Texte retenu —
------------------------------------------------

En 1984, L’Insoutenable légèreté de l’être fut un triomphe. Le monde entier se passionna pour les amours d’un couple d’intellectuels tchèques sur fond kafkaïen de Printemps de Prague et de répression russe. À ses romans, comme La Valse aux adieux, s’ajoutèrent des essais sur les ressorts romanesques, Le Rideau, Les Testaments trahis ou L’Art du roman.
Dans les années 90, il prit conscience avec saisissement de la trahison littéraire qu’était la traduction française de son roman La Plaisanterie : sa langue qu’il voulait limpide, qui se refusait à toute effusion, était défigurée par des enjolivements inutiles. Il choisit dès lors d’écrire en français, et de surveiller ses traductions avec un soin amoureux. L’écrivain qui aimait se décrire comme un auteur français de langue tchèque se mua ainsi au prix d’une métamorphose exceptionnelle en un auteur international de langue française, ou, peut-être, en un auteur transversal, unique en son genre, qui rendait caduques les barrières linguistiques et stylistiques pour aborder des thèmes universels.
Au fil des ans, Milan Kundera, sans abonner sa discrétion médiatique consommée ni son refus de toute notion d’engagement, prit part aux grands débats de son temps, pourfendant, notamment la « misologie », cette haine de l’intelligence, aux côtés, en France de Philippe Sollers ou d’Alain Finkielkraut. Lorsqu’il publia dans la revue Le Débat de Pierre Nora L’Occident kidnappé (1983), Milan Kundera devint une conscience du continent européen, vue comme le berceau d’une civilisation née des livres de Cervantès, Musil, Kafka, qui inventèrent, avec le roman, une conception humaniste du monde rétive à toutes les injonctions politiques ou doctrinales. Si l’art du roman, expliquait Milan Kundera, était d’abord un art européen, c’est qu’il était indissociable d’une conception philosophique de la liberté.

------------------------------------------------

Données fournies —

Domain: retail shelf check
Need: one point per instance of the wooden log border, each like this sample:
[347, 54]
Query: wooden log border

------------------------------------------------

Consigne — Reprenez le texte sur Milan Kundera à la suite de sa dernière phrase et poursuivez-le.

Résultat attendu —
Par la force d’une œuvre à la fois ramassée et vertigineusement riche, Milan Kundera devint un monument, publié de son vivant dans la Pléiade. Rétabli dans sa nationalité tchèque, vivant à Paris, joué dans des dizaines de théâtre, lu partout à travers le monde, il était, lui l’écrivain de la subtilité et de la légèreté, l’une des figures les plus impressionnantes de la bibliothèque mondiale, un classique de notre temps.
Le Président de la République et son épouse saluent un génie dissident, un géant d’Europe, l’enfant de Diderot et de Rilke qui avait choisi, pour sa vie et son œuvre, la France et la langue française. Ils adressent à son épouse Véra, à ses proches, ainsi qu’à tous les lecteurs à jamais changés par la lecture de son œuvre, leurs condoléances émues.